= Task objective =
Gather every line from the items below that contains the word "base".

═══

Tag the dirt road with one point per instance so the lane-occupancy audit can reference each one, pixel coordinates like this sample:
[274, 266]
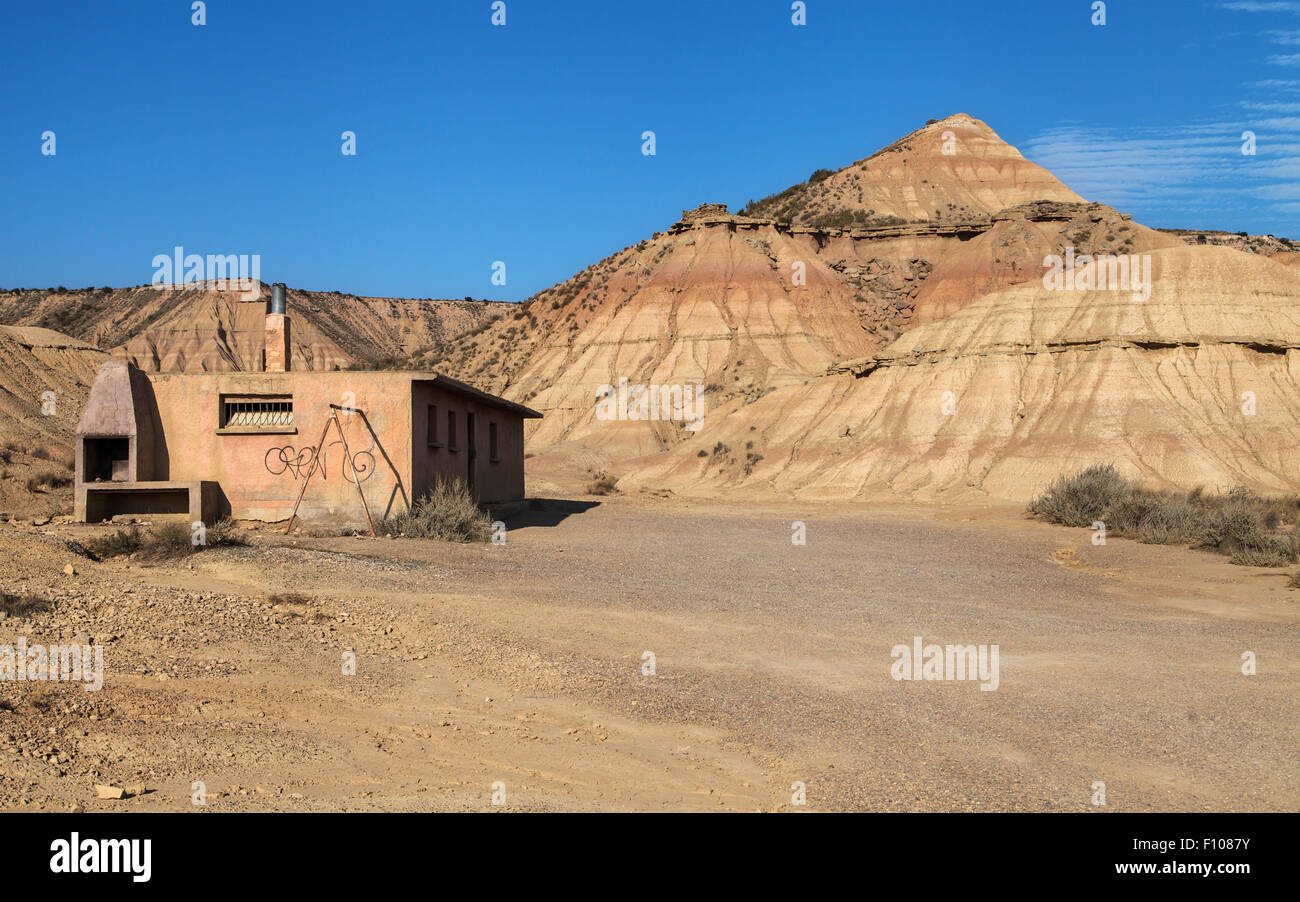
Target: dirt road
[520, 671]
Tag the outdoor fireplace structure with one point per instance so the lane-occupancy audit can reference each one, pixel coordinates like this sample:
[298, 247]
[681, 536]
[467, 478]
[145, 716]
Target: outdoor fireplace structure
[241, 445]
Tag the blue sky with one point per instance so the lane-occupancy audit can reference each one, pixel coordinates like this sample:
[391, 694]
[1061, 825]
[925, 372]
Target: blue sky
[523, 143]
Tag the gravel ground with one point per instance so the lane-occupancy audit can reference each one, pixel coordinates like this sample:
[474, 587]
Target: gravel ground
[519, 668]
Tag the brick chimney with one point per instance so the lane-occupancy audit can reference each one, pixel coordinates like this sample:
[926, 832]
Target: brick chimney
[276, 359]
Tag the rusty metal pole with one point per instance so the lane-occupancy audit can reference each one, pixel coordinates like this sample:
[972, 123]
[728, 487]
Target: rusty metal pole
[316, 459]
[355, 480]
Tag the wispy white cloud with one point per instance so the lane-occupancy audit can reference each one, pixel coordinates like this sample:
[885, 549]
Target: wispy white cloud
[1262, 5]
[1196, 170]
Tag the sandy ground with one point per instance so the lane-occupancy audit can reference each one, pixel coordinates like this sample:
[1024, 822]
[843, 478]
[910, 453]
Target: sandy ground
[523, 666]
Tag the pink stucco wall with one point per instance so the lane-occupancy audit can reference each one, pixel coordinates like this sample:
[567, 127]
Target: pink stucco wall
[260, 473]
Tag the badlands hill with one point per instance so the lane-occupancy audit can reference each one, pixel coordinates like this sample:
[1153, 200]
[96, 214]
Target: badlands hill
[35, 361]
[206, 329]
[952, 169]
[1197, 385]
[830, 385]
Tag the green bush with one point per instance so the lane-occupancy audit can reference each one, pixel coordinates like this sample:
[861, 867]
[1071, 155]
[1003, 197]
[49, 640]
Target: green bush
[447, 512]
[167, 541]
[602, 484]
[22, 606]
[1082, 499]
[1249, 529]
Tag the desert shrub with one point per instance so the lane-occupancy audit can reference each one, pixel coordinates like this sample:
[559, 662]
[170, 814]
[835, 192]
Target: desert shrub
[163, 542]
[447, 512]
[24, 605]
[290, 598]
[224, 533]
[116, 543]
[602, 484]
[1082, 499]
[47, 480]
[1249, 529]
[167, 541]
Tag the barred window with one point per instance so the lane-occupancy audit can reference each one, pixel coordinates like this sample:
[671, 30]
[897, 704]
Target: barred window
[258, 412]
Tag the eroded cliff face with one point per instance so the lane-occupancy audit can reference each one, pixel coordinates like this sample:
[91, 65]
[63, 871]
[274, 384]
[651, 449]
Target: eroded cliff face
[1197, 385]
[745, 307]
[34, 361]
[209, 329]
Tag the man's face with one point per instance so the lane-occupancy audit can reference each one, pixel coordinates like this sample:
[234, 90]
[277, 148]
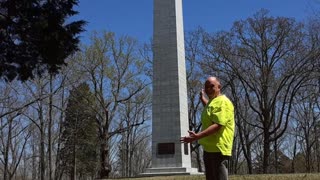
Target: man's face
[212, 88]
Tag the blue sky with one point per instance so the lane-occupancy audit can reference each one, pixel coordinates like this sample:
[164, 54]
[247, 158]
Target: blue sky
[134, 17]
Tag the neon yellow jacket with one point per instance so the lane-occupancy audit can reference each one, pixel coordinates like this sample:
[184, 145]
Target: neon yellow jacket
[219, 110]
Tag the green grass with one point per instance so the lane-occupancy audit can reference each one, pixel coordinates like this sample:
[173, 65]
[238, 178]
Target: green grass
[238, 177]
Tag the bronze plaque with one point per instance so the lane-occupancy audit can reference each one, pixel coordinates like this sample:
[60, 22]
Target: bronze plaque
[165, 148]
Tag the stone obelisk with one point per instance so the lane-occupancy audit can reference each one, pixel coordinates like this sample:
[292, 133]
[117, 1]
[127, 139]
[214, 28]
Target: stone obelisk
[169, 104]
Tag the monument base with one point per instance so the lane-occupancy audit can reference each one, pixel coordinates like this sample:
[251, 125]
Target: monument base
[170, 171]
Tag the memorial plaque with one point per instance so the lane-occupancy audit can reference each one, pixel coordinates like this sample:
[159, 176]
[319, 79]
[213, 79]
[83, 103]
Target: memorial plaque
[165, 148]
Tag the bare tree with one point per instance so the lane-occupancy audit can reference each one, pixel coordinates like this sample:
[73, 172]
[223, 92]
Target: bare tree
[115, 72]
[272, 59]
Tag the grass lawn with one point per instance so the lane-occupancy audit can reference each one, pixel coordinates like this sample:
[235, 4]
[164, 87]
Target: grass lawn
[238, 177]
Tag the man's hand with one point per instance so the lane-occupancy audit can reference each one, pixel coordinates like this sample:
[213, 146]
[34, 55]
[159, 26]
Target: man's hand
[188, 139]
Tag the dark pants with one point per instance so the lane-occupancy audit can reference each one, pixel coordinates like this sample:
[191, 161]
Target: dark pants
[215, 165]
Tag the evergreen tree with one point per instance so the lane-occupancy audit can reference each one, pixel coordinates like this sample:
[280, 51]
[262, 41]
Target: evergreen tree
[35, 37]
[79, 153]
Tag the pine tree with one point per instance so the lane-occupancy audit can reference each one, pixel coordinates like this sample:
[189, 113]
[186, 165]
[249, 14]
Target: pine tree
[79, 151]
[35, 37]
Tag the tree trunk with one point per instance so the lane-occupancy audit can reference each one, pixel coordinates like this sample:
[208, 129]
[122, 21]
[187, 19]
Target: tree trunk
[266, 152]
[105, 168]
[49, 130]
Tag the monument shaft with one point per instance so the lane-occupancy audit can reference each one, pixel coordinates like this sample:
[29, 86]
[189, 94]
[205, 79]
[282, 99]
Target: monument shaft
[170, 105]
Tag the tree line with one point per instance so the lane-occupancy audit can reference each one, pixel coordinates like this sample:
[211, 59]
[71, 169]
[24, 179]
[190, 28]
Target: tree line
[93, 118]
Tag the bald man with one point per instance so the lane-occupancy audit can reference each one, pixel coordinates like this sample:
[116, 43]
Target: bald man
[216, 136]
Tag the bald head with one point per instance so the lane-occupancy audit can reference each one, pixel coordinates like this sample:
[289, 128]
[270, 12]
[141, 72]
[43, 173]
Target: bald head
[212, 87]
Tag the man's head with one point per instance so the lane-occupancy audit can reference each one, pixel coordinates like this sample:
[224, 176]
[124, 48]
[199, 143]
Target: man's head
[212, 87]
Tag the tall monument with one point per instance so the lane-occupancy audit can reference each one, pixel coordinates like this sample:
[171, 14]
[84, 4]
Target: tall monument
[170, 105]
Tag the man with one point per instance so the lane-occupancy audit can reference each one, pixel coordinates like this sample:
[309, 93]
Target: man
[216, 136]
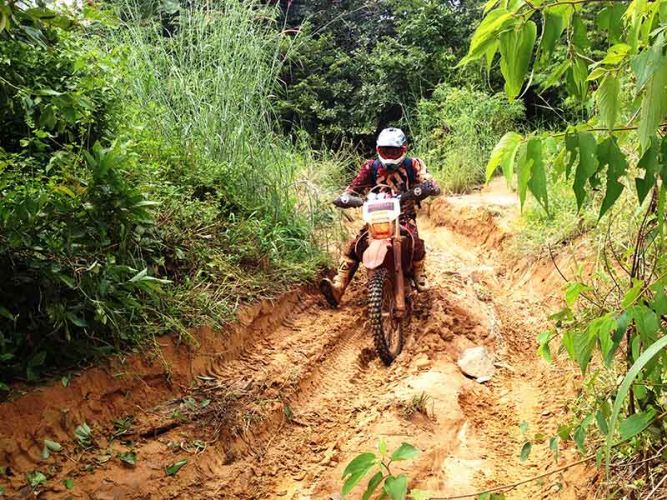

═══

= Finished task =
Tag the monument base with one point per instance so the lane-occupancy audit can reference each one, pixel coordinates like this sample:
Target: monument base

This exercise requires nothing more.